____ Page excerpt

Anyway, after a round of "terrorise the new girl", Adrien ends up taken under the wing of "Queen" Brittany - a slave to lip gloss and the rather conniving leader of the rich kid gang - and between menial chores such as waiting tables, cleaning pools and fetching ice hangs out and participates in their usual summer activities - tennis, golf, sailing, partying and, of course, killing. Killing? Well, this is an attempt at a teen slasher flick, after all.

"Am I supposed to be scared now?"

Full of fairly unknown young actors that do a serviceable job as clotheshorses, The In Crowd fails to impress for the simple reason that it's a supposed thriller that's about as scary and thrills-laden as a newborn puppy. Mind you the couple of appearances of naked breasts, and one and a half girl-on-girl kissing scenes (one is supposed to be mouth to mouth resuscitation, but that no doubt won’t matter to the Beavis and Buttheads of the world) should at least ensure this gets a few rentals from testosterone-frenzied teenage boys with nothing better to do. Anybody else could do much better.


It's almost getting boring reviewing Village Roadshow releases of late, simply as it's rare that there is any thing to whinge about in the video department. This is another very good transfer, which is presented at a ratio of 1.78:1 and anamorphically enhanced. The layer change must be praised for being quite expertly placed, freezing as it does momentarily on a static scene right after a location transition and going by so that it is virtually unnoticeable.

________
____ Data shown

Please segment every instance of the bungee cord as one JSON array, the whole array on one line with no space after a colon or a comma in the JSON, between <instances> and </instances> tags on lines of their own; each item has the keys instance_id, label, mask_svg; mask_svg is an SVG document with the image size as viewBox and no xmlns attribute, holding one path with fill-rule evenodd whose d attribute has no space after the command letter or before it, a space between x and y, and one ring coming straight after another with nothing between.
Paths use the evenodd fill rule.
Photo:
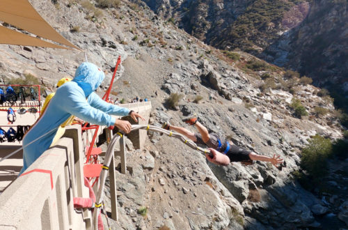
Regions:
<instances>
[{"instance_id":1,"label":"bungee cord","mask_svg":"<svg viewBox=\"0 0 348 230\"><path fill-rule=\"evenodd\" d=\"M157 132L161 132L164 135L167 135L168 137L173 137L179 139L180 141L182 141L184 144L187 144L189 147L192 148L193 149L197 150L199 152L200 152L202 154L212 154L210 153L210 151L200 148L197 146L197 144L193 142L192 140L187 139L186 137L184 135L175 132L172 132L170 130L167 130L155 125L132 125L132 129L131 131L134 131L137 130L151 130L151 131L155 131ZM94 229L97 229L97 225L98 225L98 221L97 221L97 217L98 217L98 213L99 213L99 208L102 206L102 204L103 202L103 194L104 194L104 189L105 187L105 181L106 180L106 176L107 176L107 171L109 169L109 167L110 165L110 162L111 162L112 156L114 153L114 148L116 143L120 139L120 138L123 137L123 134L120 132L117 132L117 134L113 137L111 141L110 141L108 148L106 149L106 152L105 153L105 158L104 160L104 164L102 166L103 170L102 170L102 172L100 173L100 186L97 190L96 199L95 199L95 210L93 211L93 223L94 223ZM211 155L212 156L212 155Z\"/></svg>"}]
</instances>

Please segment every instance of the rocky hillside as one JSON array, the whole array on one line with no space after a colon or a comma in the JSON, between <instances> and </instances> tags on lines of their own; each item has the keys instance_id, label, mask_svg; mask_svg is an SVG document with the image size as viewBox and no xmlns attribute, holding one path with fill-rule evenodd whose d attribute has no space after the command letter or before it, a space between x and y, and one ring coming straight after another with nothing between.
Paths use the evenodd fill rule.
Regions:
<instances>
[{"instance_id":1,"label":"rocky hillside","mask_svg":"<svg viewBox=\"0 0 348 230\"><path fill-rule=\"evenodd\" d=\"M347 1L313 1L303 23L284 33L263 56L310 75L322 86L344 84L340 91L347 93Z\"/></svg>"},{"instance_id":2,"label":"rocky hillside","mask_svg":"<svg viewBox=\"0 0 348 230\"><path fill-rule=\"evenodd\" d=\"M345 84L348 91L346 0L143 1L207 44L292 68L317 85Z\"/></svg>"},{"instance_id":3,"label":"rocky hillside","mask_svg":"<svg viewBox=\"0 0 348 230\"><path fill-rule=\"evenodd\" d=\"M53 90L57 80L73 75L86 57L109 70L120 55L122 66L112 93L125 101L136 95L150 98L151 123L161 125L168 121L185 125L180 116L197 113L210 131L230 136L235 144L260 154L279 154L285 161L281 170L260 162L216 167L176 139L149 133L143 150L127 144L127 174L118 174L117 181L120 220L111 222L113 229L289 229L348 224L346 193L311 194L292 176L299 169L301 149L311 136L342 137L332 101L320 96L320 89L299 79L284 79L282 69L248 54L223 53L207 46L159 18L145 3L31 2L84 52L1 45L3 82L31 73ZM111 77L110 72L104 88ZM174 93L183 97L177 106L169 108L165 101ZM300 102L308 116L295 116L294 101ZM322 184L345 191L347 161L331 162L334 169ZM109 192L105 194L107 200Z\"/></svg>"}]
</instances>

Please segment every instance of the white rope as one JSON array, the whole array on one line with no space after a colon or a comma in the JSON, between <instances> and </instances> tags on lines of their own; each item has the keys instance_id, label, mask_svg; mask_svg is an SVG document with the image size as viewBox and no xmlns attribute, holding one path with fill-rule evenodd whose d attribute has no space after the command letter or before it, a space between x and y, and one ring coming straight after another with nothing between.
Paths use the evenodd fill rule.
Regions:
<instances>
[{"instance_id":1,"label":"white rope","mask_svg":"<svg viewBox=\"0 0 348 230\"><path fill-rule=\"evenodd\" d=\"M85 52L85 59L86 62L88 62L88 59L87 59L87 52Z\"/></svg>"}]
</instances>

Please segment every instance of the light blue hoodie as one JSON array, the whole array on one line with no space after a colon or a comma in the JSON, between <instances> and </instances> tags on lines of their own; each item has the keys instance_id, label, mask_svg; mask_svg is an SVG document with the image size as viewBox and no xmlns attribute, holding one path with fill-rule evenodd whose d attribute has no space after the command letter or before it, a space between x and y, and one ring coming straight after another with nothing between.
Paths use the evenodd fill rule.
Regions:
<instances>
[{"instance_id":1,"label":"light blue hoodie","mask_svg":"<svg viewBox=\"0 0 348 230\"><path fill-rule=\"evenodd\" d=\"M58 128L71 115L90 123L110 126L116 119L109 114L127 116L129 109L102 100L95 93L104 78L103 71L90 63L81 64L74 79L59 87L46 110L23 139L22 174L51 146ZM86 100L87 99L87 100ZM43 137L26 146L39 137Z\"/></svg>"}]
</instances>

________
____ Data shown

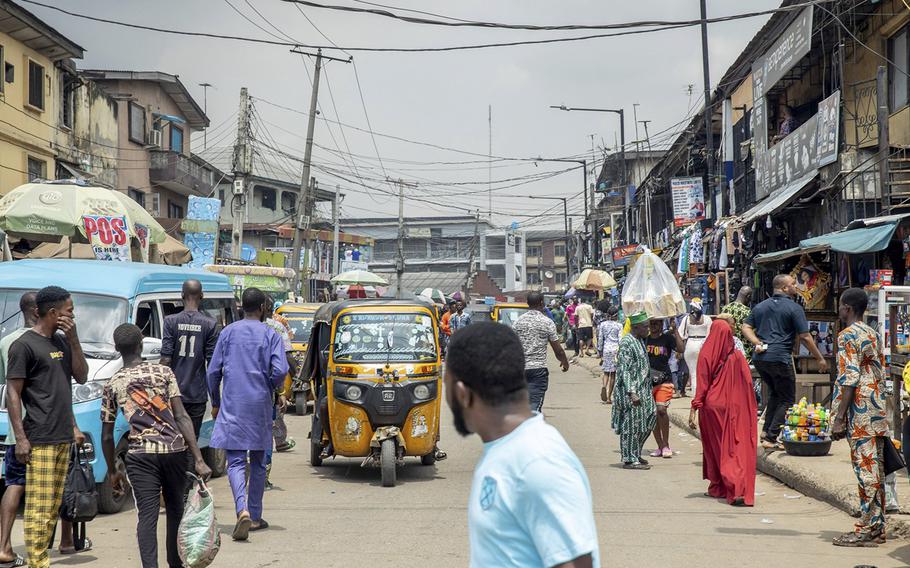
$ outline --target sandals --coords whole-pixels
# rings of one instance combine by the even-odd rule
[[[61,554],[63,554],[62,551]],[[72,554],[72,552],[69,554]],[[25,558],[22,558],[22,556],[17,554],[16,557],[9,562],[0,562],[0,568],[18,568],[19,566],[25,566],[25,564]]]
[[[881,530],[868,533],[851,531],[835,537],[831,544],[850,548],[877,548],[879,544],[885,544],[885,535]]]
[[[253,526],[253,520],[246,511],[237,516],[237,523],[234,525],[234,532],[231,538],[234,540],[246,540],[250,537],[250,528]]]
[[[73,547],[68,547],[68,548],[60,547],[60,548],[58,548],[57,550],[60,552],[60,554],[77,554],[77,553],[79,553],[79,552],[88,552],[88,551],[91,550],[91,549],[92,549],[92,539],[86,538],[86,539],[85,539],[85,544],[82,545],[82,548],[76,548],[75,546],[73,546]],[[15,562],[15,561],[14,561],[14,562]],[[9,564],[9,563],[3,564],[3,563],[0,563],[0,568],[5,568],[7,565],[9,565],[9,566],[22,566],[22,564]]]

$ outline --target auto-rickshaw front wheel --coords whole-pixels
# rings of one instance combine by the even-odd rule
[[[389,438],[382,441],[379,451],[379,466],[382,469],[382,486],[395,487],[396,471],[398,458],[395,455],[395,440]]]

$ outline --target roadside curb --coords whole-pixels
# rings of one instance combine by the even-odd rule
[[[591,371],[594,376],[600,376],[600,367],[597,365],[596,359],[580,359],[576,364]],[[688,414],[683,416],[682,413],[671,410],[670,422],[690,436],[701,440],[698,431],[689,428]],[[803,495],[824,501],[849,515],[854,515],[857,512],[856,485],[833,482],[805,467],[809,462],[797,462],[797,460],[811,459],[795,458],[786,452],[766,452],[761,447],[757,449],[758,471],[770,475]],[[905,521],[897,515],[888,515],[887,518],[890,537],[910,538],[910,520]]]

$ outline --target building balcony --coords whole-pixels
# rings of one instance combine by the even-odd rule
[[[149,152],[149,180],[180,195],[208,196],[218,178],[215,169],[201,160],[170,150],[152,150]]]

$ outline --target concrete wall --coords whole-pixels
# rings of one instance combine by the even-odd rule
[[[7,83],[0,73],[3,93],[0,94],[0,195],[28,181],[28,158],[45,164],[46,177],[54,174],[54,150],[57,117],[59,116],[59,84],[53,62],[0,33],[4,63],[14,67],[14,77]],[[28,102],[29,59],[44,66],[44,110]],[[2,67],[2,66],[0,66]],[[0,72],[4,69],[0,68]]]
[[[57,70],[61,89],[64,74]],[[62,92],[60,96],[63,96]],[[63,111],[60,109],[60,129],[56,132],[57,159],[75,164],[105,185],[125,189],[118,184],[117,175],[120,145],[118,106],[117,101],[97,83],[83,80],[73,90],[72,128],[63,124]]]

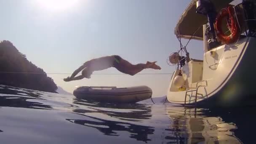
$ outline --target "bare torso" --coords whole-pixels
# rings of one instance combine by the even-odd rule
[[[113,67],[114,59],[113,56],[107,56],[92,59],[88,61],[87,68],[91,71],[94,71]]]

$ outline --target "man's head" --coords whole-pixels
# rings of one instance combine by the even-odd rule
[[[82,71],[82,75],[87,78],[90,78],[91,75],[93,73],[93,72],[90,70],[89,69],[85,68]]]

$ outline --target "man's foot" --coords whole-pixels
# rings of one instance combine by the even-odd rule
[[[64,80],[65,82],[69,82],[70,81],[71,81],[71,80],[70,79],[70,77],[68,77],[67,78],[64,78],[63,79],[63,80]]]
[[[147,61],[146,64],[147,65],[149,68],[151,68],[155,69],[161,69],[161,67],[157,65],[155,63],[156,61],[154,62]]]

________

Reproduce the review of The In Crowd above in full, word for word.

Anyway, after a round of "terrorise the new girl", Adrien ends up taken under the wing of "Queen" Brittany - a slave to lip gloss and the rather conniving leader of the rich kid gang - and between menial chores such as waiting tables, cleaning pools and fetching ice hangs out and participates in their usual summer activities - tennis, golf, sailing, partying and, of course, killing. Killing? Well, this is an attempt at a teen slasher flick, after all.

"Am I supposed to be scared now?"

Full of fairly unknown young actors that do a serviceable job as clotheshorses, The In Crowd fails to impress for the simple reason that it's a supposed thriller that's about as scary and thrills-laden as a newborn puppy. Mind you the couple of appearances of naked breasts, and one and a half girl-on-girl kissing scenes (one is supposed to be mouth to mouth resuscitation, but that no doubt won’t matter to the Beavis and Buttheads of the world) should at least ensure this gets a few rentals from testosterone-frenzied teenage boys with nothing better to do. Anybody else could do much better.


It's almost getting boring reviewing Village Roadshow releases of late, simply as it's rare that there is any thing to whinge about in the video department. This is another very good transfer, which is presented at a ratio of 1.78:1 and anamorphically enhanced. The layer change must be praised for being quite expertly placed, freezing as it does momentarily on a static scene right after a location transition and going by so that it is virtually unnoticeable.